### [Requirement A]
Copy the listing lines exactly as they appear, starting at the line that contains "Please complete this annotation. The target class is black" and ending at the last line of the listing, both included.

### [Text section]
And what are the achievements of your fragile Imperium? It is a corpse rotting slowly from within while maggots writhe in its belly. It was built with the toil of heroes and giants, and now it is inhabited by frightened weaklings to whom the glories of those times are half-forgotten legends. I have forgotten nothing and my wisdom has expanded far beyond mere mortal frailties.	-Ahzek Ahriman


----------



## Tawa (Jan 10, 2010)

Vaz said:


> Got to say I'm a bit pissed off that those words are going to come full circle. I liked him dead.


Yup. That pissed me off royally.


----------



## Beaviz81 (Feb 24, 2012)

Tawa said:


> Yup. That pissed me off royally.


Horus is alive? Can you confirm it somehow as Vaz is extremely economical with the truth and not trustworthy.


----------



## Vaz (Mar 19, 2008)




----------



## zerachiel76 (Feb 12, 2010)

### [Requirement B]
Say whether each statement agrees with the forum thread, answering yes or no and quoting the deciding words: (i) Beaviz81 calls Vaz trustworthy. (ii) Tawa says it was royally annoying. (iii) Vaz, as quoted, liked him dead.

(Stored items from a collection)

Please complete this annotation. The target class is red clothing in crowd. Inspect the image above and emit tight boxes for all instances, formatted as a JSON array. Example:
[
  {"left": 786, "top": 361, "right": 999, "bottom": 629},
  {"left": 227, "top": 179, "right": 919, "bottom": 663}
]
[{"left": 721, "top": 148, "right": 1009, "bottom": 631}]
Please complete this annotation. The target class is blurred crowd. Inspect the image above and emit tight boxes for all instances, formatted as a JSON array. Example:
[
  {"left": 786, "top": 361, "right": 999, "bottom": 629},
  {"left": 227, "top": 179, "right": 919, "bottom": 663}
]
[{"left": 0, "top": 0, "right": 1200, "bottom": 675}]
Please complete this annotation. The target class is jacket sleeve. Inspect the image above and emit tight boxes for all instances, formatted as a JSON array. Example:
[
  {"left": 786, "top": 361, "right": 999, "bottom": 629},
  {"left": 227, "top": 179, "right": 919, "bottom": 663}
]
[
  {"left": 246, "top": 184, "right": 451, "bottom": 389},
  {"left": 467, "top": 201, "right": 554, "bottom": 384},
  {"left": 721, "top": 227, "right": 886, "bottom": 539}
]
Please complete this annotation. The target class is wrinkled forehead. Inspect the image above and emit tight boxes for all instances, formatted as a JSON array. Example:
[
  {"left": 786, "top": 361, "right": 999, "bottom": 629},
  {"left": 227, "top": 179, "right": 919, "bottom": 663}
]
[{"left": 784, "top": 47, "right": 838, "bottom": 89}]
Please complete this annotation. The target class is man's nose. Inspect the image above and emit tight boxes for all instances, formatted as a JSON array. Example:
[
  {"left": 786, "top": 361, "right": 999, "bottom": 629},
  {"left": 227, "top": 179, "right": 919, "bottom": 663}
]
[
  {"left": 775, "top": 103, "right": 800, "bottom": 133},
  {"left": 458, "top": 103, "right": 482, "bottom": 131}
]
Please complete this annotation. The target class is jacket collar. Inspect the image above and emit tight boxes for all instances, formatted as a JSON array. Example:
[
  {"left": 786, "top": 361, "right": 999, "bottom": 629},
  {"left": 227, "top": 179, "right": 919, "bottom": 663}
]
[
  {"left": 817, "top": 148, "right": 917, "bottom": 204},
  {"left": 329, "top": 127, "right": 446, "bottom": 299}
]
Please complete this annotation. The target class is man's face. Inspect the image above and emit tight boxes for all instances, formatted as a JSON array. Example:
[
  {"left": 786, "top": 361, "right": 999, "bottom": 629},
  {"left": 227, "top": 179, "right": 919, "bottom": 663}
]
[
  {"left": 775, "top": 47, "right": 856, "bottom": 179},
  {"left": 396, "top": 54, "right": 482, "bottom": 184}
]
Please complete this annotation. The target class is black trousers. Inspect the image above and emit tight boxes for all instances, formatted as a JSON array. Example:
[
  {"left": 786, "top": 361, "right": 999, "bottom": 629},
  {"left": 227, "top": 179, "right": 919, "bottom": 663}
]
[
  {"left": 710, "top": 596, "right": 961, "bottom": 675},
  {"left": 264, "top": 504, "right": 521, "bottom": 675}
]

### [Written reply A]
Please complete this annotation. The target class is black trousers. Inspect the image above and emit tight boxes for all instances, formatted as a JSON array. Example:
[
  {"left": 786, "top": 361, "right": 999, "bottom": 629},
  {"left": 227, "top": 179, "right": 919, "bottom": 663}
]
[
  {"left": 710, "top": 596, "right": 961, "bottom": 675},
  {"left": 264, "top": 504, "right": 521, "bottom": 675}
]

### [Written reply B]
(i) No: "Vaz is extremely economical with the truth and not trustworthy."
(ii) Yes: "Yup. That pissed me off royally."
(iii) Yes: "I liked him dead."